• **TASKS FOR THIS EXERCISE**:
(1) Output the passage of the text on sexualised harassment at the UdK word for word, starting with "The interviews are" and going on through "space for themselves.".
(2) Pick up the text on sexualised harassment at the UdK right after its last sentence and continue it.

“If you go against one, you are dealing with a whole system.” In conversation with Camilla Goecke and Marieke Helmke

Trigger warning: The sound work and podcast contain quotes and explicit descriptions of sexualised discrimination, harassment and violence. 

“Since summer 2019 we have been working on a sound work about sexualised discrimination, harassment and violence at the Universität der Künste (UdK). Students are particularly affected by this and in our opinion the topic is not addressed openly enough. As a result boundary crossing behaviour is increasingly produced, and those affected are not sufficiently protected. By making this topic visible, we see our work as a contribution to the counteracting of sexualised discrimination, harassment and violence at the UdK. We primarily address those affected, and moreover anyone who is studying, working at or visiting the UdK. 

In nine interviews, students and alumni talk about their experiences of sexualised discrimination, harassment and violence, especially perpetrated by lecturers, but also by students or other people who work at or visit the UdK. The interviews focus on subjective experiences and not theoretical knowledge. The interviewees have placed great trust in us and shared very personal content. Due to the sensitivity of the interview content, we have decided not to publish the work online.

The interviews are varying in content, but show similarities upon evaluation, which reveal a structure regarding sexualised discrimination, harassment and violence at UdK:
1 The university space is dominated by the (cis) male (white) body. This means that especially (cis-)male lecturers and students claim the space for themselves.

• **DATASET EXCERPTS**:
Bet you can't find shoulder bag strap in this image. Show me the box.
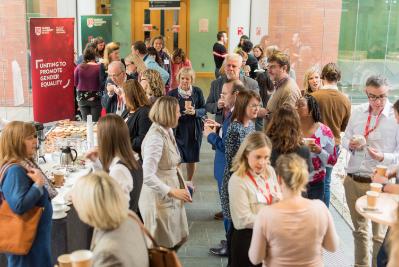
[128,212,159,247]
[0,163,20,186]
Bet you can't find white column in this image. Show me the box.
[249,0,269,45]
[57,0,78,50]
[76,0,96,54]
[228,0,251,53]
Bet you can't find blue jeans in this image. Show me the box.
[377,228,390,267]
[322,167,333,208]
[324,145,341,208]
[307,181,324,202]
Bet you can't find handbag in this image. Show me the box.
[0,163,44,255]
[129,213,183,267]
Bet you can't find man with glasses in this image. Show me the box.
[266,51,301,119]
[205,54,259,124]
[101,61,129,115]
[342,75,399,266]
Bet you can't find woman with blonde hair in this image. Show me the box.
[103,42,121,69]
[140,69,165,105]
[72,171,149,267]
[122,80,151,159]
[125,54,147,81]
[86,114,143,212]
[249,154,339,266]
[139,96,191,250]
[229,132,281,267]
[0,121,57,267]
[168,67,206,181]
[100,42,121,94]
[302,66,321,95]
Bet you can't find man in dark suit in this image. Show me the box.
[205,54,259,128]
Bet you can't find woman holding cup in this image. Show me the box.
[228,132,281,267]
[168,67,206,181]
[0,121,57,267]
[297,95,337,201]
[86,114,143,212]
[71,171,149,267]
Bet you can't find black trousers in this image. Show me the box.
[78,99,102,122]
[229,227,262,267]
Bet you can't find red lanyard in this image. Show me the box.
[247,172,273,205]
[364,109,383,139]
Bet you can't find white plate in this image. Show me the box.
[52,213,67,220]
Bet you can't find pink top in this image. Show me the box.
[170,59,191,89]
[249,200,339,267]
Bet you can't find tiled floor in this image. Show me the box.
[178,139,354,267]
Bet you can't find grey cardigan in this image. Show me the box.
[91,217,149,267]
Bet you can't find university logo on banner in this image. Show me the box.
[87,18,94,28]
[35,27,42,36]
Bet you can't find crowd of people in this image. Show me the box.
[0,32,399,267]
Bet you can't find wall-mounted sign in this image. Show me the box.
[237,26,244,36]
[172,25,180,32]
[143,24,152,32]
[80,15,112,50]
[198,19,209,32]
[149,0,180,10]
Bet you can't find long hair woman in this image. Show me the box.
[140,69,165,105]
[0,121,57,267]
[297,95,337,201]
[220,90,260,263]
[72,171,149,267]
[249,154,339,266]
[266,104,312,170]
[122,80,151,159]
[229,132,281,267]
[303,66,321,95]
[139,96,191,250]
[86,114,143,212]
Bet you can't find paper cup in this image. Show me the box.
[57,254,72,267]
[53,171,64,187]
[370,183,382,193]
[184,100,191,109]
[71,250,93,267]
[376,165,388,176]
[303,138,316,146]
[366,191,380,209]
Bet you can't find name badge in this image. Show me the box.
[256,192,267,204]
[368,131,382,140]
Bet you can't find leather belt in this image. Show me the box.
[348,173,372,184]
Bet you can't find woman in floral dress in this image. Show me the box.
[297,95,337,204]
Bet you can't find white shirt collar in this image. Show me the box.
[363,99,392,117]
[320,84,338,90]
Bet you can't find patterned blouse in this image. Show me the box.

• **ANSWERS FOR THIS EXERCISE**:
(1)
The interviews are varying in content, but show similarities upon evaluation, which reveal a structure regarding sexualised discrimination, harassment and violence at UdK:
1 The university space is dominated by the (cis) male (white) body. This means that especially (cis-)male lecturers and students claim the space for themselves.

(2)
2 Most of the interviewees state that (cis-)male professors and lecturers use sexist and homophobic language. Sexist Statement are often wrapped up in „jokes“ or teaching content.
3 Many of the interviewees are/have been prevented from working in the arts and learning within university for a longer period of time due to sexual discrimination, harassment and violence.
4 Some of the interviewees report that they were denied access to prizes, exhibition opportunities or scholarships if they did not respond to or did actively resist the discriminatory behaviour
5 Many of the interviewees deliberately avoid teaching rooms and spaces within the UdK in order not to encounter certain persons.
6 Many of the interviewees consciously chose a female prof* when selecting their class or switched to classes with female prof* after discriminatory experiences.
7 Many of the interviewees state that there is/was little support between students inside and outside the classes. Either because students do not understand sexualised discrimination, harassment and violence, because they did not know how to help or because some students approved of discriminatory behaviour by lecturer. (e.g. through consent, laughter in discriminatory situations).
Many of the interviewees stated that they did not feel sufficiently supported by the UdK.

“(…) I haven’t had an interview yet where nothing came of it. It was always an interesting aspect that has not been told yet. It’s also interesting when the contents are repeated, because that shows a structural pattern. It often happens (…) that people say very similar things. That’s the thing: that they’re not isolated cases.” (from an interview)

9 People I, Camilla Goecke, approached did not want to do an interview because of strong shame and/or fear of consequences. Due to these feelings often no internal complaints are filed or police reports are made.
10 It was only through the description and summary of the work that students turned to us, as they became aware that something similar had happened to them.
11 Students or other persons to whom those affected have turned for help cannot always provide them with sufficient support, as they have also been unable to classify sexual discrimination, harassment and violence and/or are overburdened.
The interviews and further discussions we have had with students show, with the exception of the act of rape, that every form of sexualised discrimination, harassment and violence occur at the UdK!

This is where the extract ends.